Your answer should be the exact lines of the records, starting with the one containing "Would you mind spotting the man in gray" and running to the end.

[Natural language region descriptions]
· · · · ·
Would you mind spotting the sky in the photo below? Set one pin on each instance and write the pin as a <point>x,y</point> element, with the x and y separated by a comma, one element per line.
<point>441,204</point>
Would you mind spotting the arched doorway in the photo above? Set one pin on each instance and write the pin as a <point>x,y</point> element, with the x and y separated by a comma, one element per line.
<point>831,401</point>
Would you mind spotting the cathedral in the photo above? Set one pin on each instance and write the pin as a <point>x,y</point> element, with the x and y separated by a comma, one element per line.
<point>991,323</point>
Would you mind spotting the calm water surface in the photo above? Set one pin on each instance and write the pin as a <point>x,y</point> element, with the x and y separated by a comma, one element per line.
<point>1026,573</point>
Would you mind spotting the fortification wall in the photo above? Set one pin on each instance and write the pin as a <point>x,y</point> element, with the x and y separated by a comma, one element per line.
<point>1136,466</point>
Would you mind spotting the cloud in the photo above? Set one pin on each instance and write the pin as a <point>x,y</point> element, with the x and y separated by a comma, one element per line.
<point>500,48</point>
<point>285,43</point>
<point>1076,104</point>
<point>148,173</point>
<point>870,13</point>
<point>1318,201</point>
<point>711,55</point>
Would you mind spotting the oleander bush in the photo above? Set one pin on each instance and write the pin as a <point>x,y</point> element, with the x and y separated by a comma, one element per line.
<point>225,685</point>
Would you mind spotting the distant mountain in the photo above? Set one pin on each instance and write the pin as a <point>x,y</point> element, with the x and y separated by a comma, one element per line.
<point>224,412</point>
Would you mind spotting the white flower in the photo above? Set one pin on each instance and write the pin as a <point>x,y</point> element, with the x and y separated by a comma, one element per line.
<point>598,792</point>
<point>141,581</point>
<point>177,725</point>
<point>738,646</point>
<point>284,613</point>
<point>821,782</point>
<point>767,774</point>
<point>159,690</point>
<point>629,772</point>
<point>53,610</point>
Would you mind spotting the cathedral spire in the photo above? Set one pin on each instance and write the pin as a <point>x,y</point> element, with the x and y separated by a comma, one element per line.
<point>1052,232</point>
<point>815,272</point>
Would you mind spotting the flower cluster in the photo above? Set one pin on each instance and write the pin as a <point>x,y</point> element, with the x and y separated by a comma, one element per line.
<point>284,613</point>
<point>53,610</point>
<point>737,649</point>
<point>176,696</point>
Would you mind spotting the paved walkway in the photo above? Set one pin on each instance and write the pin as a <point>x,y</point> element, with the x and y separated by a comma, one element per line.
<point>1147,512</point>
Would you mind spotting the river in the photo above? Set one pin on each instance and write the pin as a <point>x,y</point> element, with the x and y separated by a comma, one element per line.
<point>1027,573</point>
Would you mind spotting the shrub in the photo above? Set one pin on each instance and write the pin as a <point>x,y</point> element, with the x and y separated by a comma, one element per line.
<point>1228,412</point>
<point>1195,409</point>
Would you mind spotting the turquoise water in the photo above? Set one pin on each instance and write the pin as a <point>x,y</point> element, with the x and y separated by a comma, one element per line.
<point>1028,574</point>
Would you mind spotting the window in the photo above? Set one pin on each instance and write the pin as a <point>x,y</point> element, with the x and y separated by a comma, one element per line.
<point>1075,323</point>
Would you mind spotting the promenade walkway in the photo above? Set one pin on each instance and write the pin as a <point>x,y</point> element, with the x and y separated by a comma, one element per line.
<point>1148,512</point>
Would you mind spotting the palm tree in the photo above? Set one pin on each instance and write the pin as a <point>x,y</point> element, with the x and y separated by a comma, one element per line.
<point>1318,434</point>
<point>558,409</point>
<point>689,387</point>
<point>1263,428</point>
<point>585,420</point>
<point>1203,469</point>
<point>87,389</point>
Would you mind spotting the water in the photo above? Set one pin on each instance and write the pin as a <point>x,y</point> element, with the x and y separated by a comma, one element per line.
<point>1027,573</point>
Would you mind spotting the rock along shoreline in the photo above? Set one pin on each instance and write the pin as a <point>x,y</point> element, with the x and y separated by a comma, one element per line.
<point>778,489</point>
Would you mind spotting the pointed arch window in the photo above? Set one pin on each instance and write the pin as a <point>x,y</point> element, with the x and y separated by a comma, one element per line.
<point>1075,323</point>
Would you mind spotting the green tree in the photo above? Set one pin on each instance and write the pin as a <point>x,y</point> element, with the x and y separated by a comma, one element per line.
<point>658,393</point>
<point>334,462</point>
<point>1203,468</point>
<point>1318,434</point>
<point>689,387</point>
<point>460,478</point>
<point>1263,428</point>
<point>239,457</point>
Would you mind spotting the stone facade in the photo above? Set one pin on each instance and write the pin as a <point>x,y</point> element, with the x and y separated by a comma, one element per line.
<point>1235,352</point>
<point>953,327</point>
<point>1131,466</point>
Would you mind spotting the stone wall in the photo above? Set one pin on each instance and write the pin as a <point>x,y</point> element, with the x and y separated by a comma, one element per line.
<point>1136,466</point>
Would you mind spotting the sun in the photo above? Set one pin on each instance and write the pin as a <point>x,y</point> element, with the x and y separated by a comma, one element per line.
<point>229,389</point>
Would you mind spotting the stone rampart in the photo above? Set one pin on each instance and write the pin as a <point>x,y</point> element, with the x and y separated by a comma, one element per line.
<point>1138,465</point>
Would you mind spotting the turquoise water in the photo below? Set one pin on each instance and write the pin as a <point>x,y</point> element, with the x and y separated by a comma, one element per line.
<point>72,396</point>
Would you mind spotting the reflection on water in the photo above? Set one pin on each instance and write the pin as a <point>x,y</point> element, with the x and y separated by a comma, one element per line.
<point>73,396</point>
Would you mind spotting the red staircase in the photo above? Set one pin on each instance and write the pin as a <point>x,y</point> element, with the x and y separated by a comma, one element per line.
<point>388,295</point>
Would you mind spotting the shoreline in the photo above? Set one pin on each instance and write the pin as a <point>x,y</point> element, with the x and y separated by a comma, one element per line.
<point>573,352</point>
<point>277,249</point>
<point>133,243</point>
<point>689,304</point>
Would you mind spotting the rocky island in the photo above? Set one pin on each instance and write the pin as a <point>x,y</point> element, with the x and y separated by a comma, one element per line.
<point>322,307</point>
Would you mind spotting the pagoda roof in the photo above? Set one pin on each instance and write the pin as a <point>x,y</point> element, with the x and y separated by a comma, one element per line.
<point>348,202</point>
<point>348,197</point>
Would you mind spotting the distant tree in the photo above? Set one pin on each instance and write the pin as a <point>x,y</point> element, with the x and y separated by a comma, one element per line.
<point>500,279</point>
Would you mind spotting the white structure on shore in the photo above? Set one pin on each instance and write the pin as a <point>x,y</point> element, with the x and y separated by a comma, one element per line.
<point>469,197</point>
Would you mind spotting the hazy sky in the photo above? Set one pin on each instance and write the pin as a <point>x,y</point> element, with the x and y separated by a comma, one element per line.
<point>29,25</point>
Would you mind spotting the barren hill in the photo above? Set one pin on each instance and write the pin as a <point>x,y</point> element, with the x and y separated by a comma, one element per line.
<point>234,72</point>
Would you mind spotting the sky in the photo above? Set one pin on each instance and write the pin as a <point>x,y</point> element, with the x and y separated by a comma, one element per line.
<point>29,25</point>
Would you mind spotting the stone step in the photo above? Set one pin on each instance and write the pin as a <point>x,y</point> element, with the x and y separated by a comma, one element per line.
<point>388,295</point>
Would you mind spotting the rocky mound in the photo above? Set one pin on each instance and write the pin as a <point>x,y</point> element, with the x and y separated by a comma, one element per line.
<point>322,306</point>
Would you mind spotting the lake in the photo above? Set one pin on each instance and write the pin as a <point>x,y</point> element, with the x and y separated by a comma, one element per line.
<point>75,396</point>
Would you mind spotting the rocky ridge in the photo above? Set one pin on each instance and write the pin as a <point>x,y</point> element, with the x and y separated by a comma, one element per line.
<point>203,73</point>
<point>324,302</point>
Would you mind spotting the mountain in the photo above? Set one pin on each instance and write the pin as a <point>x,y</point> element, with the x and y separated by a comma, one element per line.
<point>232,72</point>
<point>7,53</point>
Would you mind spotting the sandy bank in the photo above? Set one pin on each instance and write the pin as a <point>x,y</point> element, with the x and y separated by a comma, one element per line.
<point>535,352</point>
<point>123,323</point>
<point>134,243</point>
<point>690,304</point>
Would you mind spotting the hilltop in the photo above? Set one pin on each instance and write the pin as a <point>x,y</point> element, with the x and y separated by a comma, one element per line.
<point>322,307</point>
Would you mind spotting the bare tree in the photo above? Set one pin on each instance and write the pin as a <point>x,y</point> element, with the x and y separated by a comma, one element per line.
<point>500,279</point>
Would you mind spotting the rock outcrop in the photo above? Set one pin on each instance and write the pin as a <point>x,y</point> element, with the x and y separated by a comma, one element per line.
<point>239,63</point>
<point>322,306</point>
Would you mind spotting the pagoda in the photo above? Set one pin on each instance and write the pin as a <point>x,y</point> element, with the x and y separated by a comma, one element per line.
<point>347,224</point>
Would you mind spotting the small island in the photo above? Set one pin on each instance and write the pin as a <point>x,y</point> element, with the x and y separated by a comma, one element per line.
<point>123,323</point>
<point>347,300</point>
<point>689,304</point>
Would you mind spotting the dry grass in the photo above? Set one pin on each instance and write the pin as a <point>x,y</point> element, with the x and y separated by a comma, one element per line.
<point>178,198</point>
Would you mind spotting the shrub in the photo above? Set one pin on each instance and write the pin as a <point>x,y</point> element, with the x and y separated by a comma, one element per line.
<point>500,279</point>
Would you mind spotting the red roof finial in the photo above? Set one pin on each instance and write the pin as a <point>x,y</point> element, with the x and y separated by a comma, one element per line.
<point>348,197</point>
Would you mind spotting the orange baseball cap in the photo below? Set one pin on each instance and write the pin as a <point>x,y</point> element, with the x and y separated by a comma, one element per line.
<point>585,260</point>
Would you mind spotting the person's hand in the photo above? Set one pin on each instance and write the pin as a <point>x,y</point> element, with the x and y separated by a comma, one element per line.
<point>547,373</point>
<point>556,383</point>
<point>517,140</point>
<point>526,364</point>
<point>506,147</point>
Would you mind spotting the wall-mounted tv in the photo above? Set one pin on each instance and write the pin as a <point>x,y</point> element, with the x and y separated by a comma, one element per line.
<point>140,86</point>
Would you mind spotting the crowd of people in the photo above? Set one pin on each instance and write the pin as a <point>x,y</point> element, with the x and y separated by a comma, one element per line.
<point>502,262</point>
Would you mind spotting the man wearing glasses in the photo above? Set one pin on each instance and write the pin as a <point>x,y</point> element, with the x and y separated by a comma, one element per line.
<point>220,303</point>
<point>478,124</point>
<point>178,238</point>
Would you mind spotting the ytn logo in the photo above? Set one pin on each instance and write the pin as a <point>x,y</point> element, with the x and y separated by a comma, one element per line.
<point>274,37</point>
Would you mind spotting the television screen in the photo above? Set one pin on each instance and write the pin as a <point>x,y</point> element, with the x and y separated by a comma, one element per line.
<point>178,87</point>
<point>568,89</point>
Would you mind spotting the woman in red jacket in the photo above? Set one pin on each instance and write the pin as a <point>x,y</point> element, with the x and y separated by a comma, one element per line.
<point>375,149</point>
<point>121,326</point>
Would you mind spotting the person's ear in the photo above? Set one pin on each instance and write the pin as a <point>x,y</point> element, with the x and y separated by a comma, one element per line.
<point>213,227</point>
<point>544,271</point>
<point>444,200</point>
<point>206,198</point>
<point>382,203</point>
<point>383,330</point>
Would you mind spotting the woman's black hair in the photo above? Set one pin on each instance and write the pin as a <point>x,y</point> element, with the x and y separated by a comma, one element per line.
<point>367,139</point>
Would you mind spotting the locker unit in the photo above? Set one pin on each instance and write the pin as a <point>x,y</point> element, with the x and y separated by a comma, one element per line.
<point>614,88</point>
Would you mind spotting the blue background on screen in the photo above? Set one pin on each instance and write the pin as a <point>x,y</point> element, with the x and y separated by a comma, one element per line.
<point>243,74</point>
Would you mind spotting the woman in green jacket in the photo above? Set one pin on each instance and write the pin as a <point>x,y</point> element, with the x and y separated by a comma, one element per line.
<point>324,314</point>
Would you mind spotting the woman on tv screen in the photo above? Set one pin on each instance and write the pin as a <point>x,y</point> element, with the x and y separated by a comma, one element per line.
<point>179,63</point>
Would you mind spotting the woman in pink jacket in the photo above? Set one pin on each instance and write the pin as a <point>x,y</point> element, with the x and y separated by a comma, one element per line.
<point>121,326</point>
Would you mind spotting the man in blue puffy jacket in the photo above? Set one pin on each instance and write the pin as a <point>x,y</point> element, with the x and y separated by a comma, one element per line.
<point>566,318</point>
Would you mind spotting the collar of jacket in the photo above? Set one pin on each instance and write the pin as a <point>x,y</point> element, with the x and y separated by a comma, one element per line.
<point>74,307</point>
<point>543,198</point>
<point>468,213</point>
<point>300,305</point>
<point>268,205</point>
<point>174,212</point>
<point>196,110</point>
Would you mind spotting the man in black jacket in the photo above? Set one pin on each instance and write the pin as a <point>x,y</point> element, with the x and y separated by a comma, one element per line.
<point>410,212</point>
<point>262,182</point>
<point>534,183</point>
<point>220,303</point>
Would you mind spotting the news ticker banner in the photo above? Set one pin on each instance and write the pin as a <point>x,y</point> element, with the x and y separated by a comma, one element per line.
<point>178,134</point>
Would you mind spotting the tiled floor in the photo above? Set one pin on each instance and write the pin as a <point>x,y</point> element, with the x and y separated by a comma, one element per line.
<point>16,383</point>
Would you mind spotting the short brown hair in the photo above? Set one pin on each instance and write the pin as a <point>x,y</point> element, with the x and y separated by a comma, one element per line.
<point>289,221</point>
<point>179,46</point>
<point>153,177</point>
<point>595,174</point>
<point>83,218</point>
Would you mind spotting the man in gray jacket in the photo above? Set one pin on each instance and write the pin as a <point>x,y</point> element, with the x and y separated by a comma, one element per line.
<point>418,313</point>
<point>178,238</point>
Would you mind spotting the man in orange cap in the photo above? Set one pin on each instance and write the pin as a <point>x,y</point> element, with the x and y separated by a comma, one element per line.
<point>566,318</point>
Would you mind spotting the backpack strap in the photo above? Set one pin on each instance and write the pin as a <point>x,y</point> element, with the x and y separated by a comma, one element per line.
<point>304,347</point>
· · · · ·
Result:
Would you mind spotting the man in gray jacket in the photo above? Set one pin on each instance and write the pin as a <point>x,y</point> element, with the x and y separated by a comma, one element per line.
<point>418,313</point>
<point>178,238</point>
Would you mind spotting the man in orange cap in the photo above? Set one pin on each instance and write the pin as a <point>x,y</point> element, with the x and y separated by a comma, one element per line.
<point>566,318</point>
Would you mind spotting the backpack strap in the photo above? Set one pin on each instance and write the pin as a <point>x,y</point> element, with the x and y separated by a comma, one element per line.
<point>304,347</point>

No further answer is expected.